ARTICLE =>
---+---

0

I have a pretty huge data set of products and users and their time of usage.

There are around 100 million rows and takes around 10 GB of disk space.

the dataset is on the following order:

userid     itemid      purchase_date    
1             1          2018-12-22
11            1          2018-12-22
11            4          2018-12-22
12            4          2018-12-22
11            5          2018-12-22

.......100M+ rows.....

I also added such index,

ALTER TABLE purchase_data ADD INDEX (userid);
ALTER TABLE purchase_data ADD INDEX (itemid);
ALTER TABLE purchase_data ADD INDEX (purchase_date);

Let say I want to find all the users who purchased a product(item 1) and then find all the other item he purchased.

Select itemid from purchase_data
    where userid in (Select userid, from purchase_data
                    where itemid=1)
      and itemid!=1

this query takes forever to run.

Secondly, I also want to add up all the common items between those users like userid 11 4 and userid 12 also brought 4 so I want to add 4 with count 2

I wrote a similar query for that:

Select itemid,count(*) from purchase_data
    where userid in (Select userid, from purchase_data
                      where itemid=1)
      and itemid!=1
    group by itemid
    having count(itemid)>=1

This script also takes infinite time.

Please help,

Thank You

Rick James
  • 135,179
  • 13
  • 127
  • 222
Arnabhik
  • 21
  • 3
  • Can you post also the EXPLAIN results for those queries? BTW, the first one has a typo, you have a "," after "user_id" in the subquery). – Andrei Kovacs Jan 20 '19 at 14:58
  • Did you confirm the database really used the index? `EXPLAIN `.. Making a index does mean the database should use it.. Besides calculate the index selectivity to see if the index makes sense `Select COUNT(DISTINCT itemid)/COUNT(*) AS index_selectivity from purchase_data`, ideally it should be a value close to 1 – Raymond Nijland Jan 20 '19 at 15:04
  • There are syntax errors. Did you leave out something critical? – Rick James Jan 20 '19 at 22:50

1 Answers1

0

Instead of IN clause you should use a inner join eg:

Select itemid 
from purchase_data  a 
INNER JOIN  (
    Select userid
     from purchase_data where itemid=1
    ) T on t.userid = a,userid 
  where a.itemid != 1 

a IN clause work as several OR condition while the inner join work as a single relation ..

---+---

PROVIDED INFORMATION =>
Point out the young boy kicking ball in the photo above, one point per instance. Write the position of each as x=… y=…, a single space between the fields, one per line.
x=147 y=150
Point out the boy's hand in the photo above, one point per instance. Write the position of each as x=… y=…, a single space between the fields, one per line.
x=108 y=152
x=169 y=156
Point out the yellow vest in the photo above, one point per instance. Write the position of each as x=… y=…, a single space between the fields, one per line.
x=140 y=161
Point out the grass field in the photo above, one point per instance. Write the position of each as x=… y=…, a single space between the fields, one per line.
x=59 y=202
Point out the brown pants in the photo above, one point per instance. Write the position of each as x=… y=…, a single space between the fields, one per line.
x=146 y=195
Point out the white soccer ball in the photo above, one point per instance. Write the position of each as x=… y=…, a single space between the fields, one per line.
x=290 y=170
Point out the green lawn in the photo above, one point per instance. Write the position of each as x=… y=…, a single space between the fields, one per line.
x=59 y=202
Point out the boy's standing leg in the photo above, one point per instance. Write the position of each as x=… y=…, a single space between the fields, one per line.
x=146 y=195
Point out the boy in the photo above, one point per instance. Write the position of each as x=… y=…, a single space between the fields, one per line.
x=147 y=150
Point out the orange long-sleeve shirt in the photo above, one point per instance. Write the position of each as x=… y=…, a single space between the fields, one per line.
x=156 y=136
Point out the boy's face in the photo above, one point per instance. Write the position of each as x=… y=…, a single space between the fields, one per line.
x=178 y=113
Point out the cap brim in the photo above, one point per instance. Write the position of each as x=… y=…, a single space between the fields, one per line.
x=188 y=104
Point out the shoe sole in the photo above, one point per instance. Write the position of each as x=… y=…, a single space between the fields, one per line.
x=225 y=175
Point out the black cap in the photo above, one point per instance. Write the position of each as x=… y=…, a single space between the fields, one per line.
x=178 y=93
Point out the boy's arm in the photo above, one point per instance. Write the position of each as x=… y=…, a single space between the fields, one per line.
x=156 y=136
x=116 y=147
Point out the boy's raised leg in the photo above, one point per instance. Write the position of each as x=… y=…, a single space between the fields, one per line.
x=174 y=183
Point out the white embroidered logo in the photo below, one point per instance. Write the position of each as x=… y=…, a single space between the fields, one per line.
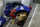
x=22 y=8
x=0 y=22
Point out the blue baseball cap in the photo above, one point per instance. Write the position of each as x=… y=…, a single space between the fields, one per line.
x=2 y=21
x=25 y=8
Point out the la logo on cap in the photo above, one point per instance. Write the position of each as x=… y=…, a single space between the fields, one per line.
x=22 y=8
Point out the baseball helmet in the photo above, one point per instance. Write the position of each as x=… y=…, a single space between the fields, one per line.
x=2 y=21
x=12 y=13
x=22 y=8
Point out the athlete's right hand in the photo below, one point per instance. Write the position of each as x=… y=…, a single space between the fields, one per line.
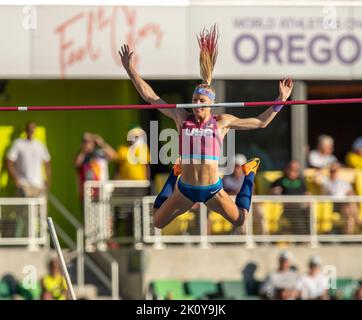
x=126 y=57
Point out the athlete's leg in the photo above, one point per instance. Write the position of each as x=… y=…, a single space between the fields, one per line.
x=236 y=212
x=223 y=204
x=169 y=186
x=173 y=206
x=243 y=198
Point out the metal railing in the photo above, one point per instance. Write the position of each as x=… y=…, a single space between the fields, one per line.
x=307 y=219
x=78 y=246
x=110 y=206
x=23 y=222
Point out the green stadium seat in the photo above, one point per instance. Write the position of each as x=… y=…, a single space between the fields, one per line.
x=233 y=290
x=345 y=289
x=162 y=288
x=5 y=291
x=201 y=288
x=29 y=293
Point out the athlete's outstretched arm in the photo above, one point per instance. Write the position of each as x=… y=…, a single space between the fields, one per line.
x=143 y=88
x=261 y=121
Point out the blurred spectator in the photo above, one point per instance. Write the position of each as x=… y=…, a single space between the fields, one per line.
x=335 y=186
x=282 y=284
x=354 y=158
x=292 y=183
x=323 y=156
x=25 y=161
x=314 y=284
x=134 y=158
x=53 y=284
x=92 y=161
x=358 y=293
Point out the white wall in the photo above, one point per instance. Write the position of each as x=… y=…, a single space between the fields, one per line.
x=260 y=42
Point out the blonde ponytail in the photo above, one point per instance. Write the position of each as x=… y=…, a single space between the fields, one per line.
x=208 y=53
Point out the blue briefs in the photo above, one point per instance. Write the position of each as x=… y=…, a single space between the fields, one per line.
x=199 y=193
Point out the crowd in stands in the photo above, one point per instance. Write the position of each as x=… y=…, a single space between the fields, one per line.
x=27 y=156
x=51 y=286
x=325 y=176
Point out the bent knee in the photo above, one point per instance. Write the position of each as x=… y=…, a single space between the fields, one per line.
x=241 y=218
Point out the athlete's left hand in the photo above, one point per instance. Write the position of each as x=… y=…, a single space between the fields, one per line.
x=285 y=88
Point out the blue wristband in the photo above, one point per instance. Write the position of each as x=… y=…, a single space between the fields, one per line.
x=277 y=107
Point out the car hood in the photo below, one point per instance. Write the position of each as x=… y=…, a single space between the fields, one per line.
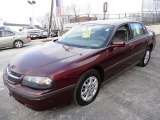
x=37 y=57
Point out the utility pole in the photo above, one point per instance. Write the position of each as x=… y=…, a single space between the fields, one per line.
x=50 y=19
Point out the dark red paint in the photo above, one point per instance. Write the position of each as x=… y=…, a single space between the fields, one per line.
x=65 y=65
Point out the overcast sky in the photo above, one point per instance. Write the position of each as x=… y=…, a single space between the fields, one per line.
x=19 y=11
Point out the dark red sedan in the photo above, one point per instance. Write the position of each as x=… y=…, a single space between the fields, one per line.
x=75 y=66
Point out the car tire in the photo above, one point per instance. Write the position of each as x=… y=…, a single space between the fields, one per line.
x=145 y=60
x=87 y=88
x=18 y=44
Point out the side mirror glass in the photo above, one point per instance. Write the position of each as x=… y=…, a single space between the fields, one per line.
x=118 y=44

---+---

Copy the slow-query thread from "ALTER TABLE purchase_data ADD INDEX (userid);" to "item he purchased.", swapping every "purchase_data" for "order_history".

ALTER TABLE order_history ADD INDEX (userid);
ALTER TABLE order_history ADD INDEX (itemid);
ALTER TABLE order_history ADD INDEX (purchase_date);

Let say I want to find all the users who purchased a product(item 1) and then find all the other item he purchased.